_Problem set_
A. In the passage about the South Korea–U.S. nuclear agreement below, how many nuclear power plants does South Korea have?
B. Write the next part of the passage about the South Korea–U.S. nuclear agreement below, starting right after its last sentence.

**** Passage to read ****

Revising a civilian nuclear agreement, which expires next year, is a key pending bilateral agenda for South Korean President Park Geun-hye and for the second-term administration of U.S. President Barack Obama.
Little progress has been made in bilateral talks to revise a 1974 accord, which bans South Korea from enriching uranium and reprocessing spent nuclear fuel, since 2010.
Seoul and Washington will announce their plans to resume the negotiations when a date is set, Cho said.
Time is running out. For a revised accord to be approved by the U.S. Congress, both sides must conclude negotiations by June of this year, ministry officials said.
South Korea, a major nuclear energy developer, wants the U.S. to allow it to adopt proliferation-resistant technology for enriching uranium and reprocessing spent atomic fuel from its 22 nuclear power plants, but Washington has been reluctant to do so.

**** Supplied material ****

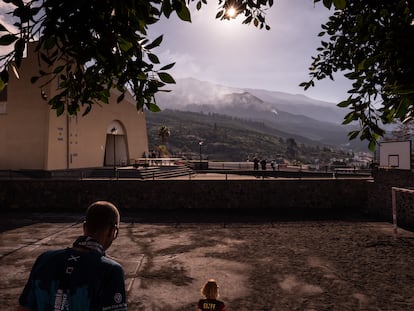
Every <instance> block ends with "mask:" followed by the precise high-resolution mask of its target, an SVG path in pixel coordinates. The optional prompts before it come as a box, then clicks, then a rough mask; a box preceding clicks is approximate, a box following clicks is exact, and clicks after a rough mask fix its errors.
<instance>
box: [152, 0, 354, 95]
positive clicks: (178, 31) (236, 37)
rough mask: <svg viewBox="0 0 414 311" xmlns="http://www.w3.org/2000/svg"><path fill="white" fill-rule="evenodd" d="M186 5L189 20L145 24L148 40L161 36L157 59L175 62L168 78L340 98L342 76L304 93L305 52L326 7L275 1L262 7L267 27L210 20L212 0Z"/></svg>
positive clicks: (342, 94)
mask: <svg viewBox="0 0 414 311" xmlns="http://www.w3.org/2000/svg"><path fill="white" fill-rule="evenodd" d="M194 7H195V5H194V4H193V5H192V8H193V10H192V23H186V22H182V21H180V20H178V18H177V17H176V16H172V17H171V18H170V19H168V20H167V19H163V20H161V21H160V22H159V23H157V24H155V25H153V26H151V28H150V31H149V34H150V35H151V37H152V38H155V37H156V36H158V35H160V34H164V41H163V42H162V44H161V46H160V47H159V48H157V50H156V53H157V55H159V56H160V60H161V62H162V63H163V64H164V63H170V62H174V61H175V62H176V65H175V67H174V68H173V70H172V71H171V72H172V73H173V74H174V77H177V78H185V77H194V78H197V79H199V80H204V81H209V82H213V83H218V84H221V85H226V86H232V87H240V88H256V89H266V90H271V91H282V92H288V93H292V94H304V95H306V96H309V97H312V98H315V99H319V100H323V101H328V102H339V101H341V100H344V99H346V98H347V97H348V96H347V90H348V89H349V87H350V85H351V84H350V83H349V81H348V80H347V79H345V78H343V76H342V75H340V74H338V75H337V76H335V81H331V80H326V81H318V83H317V84H316V86H315V87H314V88H312V89H309V90H308V91H304V90H303V89H302V88H300V87H299V84H300V83H301V82H304V81H307V80H308V77H309V76H308V68H309V66H310V64H311V56H313V55H316V48H317V47H318V46H320V42H321V38H320V37H318V33H319V32H321V31H322V29H321V25H322V24H324V23H325V22H326V21H327V20H328V18H329V16H330V14H331V13H332V11H329V10H328V9H327V8H325V7H324V6H323V5H322V4H316V5H314V3H313V0H275V1H274V5H273V7H272V8H270V9H269V10H268V11H267V15H266V19H267V22H268V24H269V26H270V27H271V30H269V31H266V30H265V29H262V30H259V29H257V28H255V27H254V26H253V25H250V26H248V25H242V24H241V21H242V18H241V17H238V18H237V19H235V20H231V21H219V20H216V19H215V15H216V13H217V7H218V5H217V1H213V0H210V1H208V5H207V6H205V7H203V8H202V10H201V11H196V10H195V8H194Z"/></svg>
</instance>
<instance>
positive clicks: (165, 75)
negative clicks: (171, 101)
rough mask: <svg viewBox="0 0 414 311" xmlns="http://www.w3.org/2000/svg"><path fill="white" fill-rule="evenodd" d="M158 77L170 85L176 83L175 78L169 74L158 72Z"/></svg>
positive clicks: (160, 79) (161, 79)
mask: <svg viewBox="0 0 414 311" xmlns="http://www.w3.org/2000/svg"><path fill="white" fill-rule="evenodd" d="M158 77H159V78H160V80H161V81H162V82H165V83H169V84H174V83H175V80H174V78H173V77H172V76H171V75H170V74H169V73H166V72H158Z"/></svg>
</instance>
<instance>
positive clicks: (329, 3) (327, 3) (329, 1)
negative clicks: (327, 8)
mask: <svg viewBox="0 0 414 311" xmlns="http://www.w3.org/2000/svg"><path fill="white" fill-rule="evenodd" d="M323 5H324V6H325V7H327V8H328V9H330V8H331V7H332V0H323Z"/></svg>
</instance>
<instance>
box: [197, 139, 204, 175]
mask: <svg viewBox="0 0 414 311" xmlns="http://www.w3.org/2000/svg"><path fill="white" fill-rule="evenodd" d="M203 144H204V142H203V141H202V140H200V141H199V142H198V145H199V146H200V170H201V160H202V158H201V146H203Z"/></svg>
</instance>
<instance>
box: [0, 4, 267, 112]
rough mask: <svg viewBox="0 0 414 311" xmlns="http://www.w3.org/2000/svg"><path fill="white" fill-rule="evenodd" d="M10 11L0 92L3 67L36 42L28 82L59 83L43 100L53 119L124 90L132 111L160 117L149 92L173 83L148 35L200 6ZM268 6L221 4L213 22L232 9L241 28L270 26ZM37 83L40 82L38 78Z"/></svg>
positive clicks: (158, 37)
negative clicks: (13, 46) (152, 28)
mask: <svg viewBox="0 0 414 311" xmlns="http://www.w3.org/2000/svg"><path fill="white" fill-rule="evenodd" d="M3 2H6V3H9V4H11V5H12V6H13V9H12V10H11V12H10V13H9V14H10V15H12V16H13V18H14V20H15V21H16V22H15V24H14V26H15V27H16V29H17V32H13V31H11V30H9V29H7V28H6V27H5V25H0V45H2V46H8V45H14V49H13V50H12V52H10V53H8V54H6V55H2V56H1V57H0V66H1V67H0V72H1V73H0V90H1V89H2V88H3V87H4V86H5V85H6V84H7V82H8V81H9V71H8V68H9V66H13V68H14V71H15V72H18V68H19V67H20V65H21V62H22V58H23V52H24V49H25V46H26V43H27V42H29V41H35V40H38V43H37V48H36V51H37V53H38V56H39V60H42V61H43V62H45V63H46V64H47V65H48V68H47V70H44V69H42V70H40V71H39V74H38V75H37V76H36V77H32V82H36V81H46V82H45V83H44V85H46V84H48V83H50V82H51V81H52V80H56V81H59V82H58V93H57V95H55V96H53V97H52V98H49V99H48V103H49V104H50V105H51V107H52V108H53V109H56V112H57V114H58V115H60V114H62V113H64V112H65V111H66V112H67V113H69V114H77V113H79V112H80V111H81V108H82V107H83V108H84V109H82V110H83V111H82V114H87V113H89V112H90V110H91V109H92V106H93V104H94V103H96V102H98V101H99V102H103V103H107V102H108V100H109V96H110V90H111V89H117V90H119V91H120V92H121V95H120V96H119V97H118V102H119V101H121V100H122V99H123V98H124V96H125V92H126V91H127V90H129V91H131V92H132V94H133V95H134V97H135V99H136V106H137V109H141V108H142V107H143V106H144V105H145V106H147V107H148V109H149V110H151V111H158V110H159V108H158V106H157V105H156V102H155V99H154V94H156V93H157V92H159V91H163V90H164V89H163V87H164V86H165V85H166V84H170V83H175V81H174V78H173V77H172V76H171V75H170V74H169V73H168V70H169V69H171V68H172V67H173V66H174V64H167V65H164V66H161V65H160V60H159V58H158V56H157V55H156V54H155V53H153V49H154V48H156V47H157V46H159V45H160V44H161V42H162V36H160V37H158V38H156V39H155V40H153V41H151V40H149V39H148V38H147V29H148V27H149V26H150V25H152V24H154V23H156V22H157V21H158V20H159V19H160V18H161V17H162V16H166V17H167V18H168V17H170V15H171V14H172V13H176V14H177V16H178V17H179V18H180V19H181V20H183V21H186V22H190V21H191V14H190V10H189V5H190V4H191V3H193V2H196V8H197V9H201V7H202V5H203V4H206V3H207V1H206V0H199V1H195V0H188V1H186V0H134V1H131V0H127V1H119V0H90V1H84V0H70V1H54V0H31V1H29V2H27V1H25V2H24V1H23V0H3ZM272 3H273V0H259V1H257V0H256V1H251V0H249V1H238V0H237V1H234V0H231V1H230V0H226V1H223V0H219V12H218V13H217V18H221V19H229V18H230V17H229V16H227V15H226V10H227V8H228V7H229V6H235V8H236V10H237V11H238V13H239V14H241V13H243V14H244V15H245V20H244V21H243V23H245V24H250V23H253V24H254V25H255V26H257V27H260V28H263V27H264V26H265V27H266V28H269V27H268V26H267V25H266V23H265V18H264V11H263V7H265V6H271V5H272ZM39 79H40V80H39Z"/></svg>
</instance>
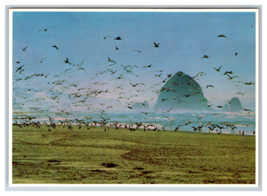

****

_Outputs in order_
A. 22

B.
In the face of growing nuclear waste stockpiles and its ambition to become a global power in the civilian nuclear industry, South Korea hopes to adopt the so-called pyroprocessing technology, which leaves separated plutonium, the main ingredient in making atomic bombs, mixed with other elements.
South Korea wants the U.S. to allow it to use the new technology because it has to deal with more than 10,000 tons of nuclear waste at storage facilities that are expected to reach capacity by 2016.
Some nonproliferation experts say pyroprocessing is not significantly different from reprocessing, and the plutonium could be quickly turned into weapons-grade material.